CHALLENGES:
1) In the mortgage broker text, how would a broker have kept the buyer in the example from being declined? Answer in one to three sentences.
2) According to the mortgage broker text, what is the role of a mortgage broker?

EXCERPTED TEXT:
━━━━━━━━
Two common questions asked by first time buyers are “what do mortgage brokers do?” and “what’s the difference between a mortgage broker and going to my bank?” So let’s explain!
It’s easy to understand why this question is often asked. At the end of the day, if you’re a first time buyer, chances are you may not have spoken to a mortgage broker before. In simple terms, the role of a mortgage broker is to act on your behalf and find you the best mortgage for your particular circumstances. With hundreds of lenders in the market, each with different underwriting criteria and requirements, a mortgage broker is there to a) save you time, and b) increase your chances of obtaining a mortgage.
As an example, imagine you’ve found the house of your dreams. So you apply for a mortgage yourself which a couple of weeks later get declined by the lender. The reason being that when the lender completes a survey on the house they notice a takeaway is next door, and they don’t accept houses with takeaways next door. How were you to know? So now you’ve wasted two weeks and are no nearer to knowing what to do next. That’s where a mortgage broker comes in. A mortgage broker would be aware of such criteria and would eliminate lenders who apply such criteria when selecting a product for you at the outset.
━━━━━━━━
RECORDED INFORMATION:
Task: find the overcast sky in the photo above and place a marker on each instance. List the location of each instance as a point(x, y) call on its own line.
━━━━━━━━
PER-TASK OUTPUTS:
1) The lender turned down the application because it does not accept houses with a takeaway next door. A mortgage broker would know about criteria like that. When choosing a product, the broker would rule out those lenders from the start, so the buyer would not lose two weeks on an application that was bound to fail.

2) A mortgage broker acts on your behalf and finds you the best mortgage for your particular circumstances.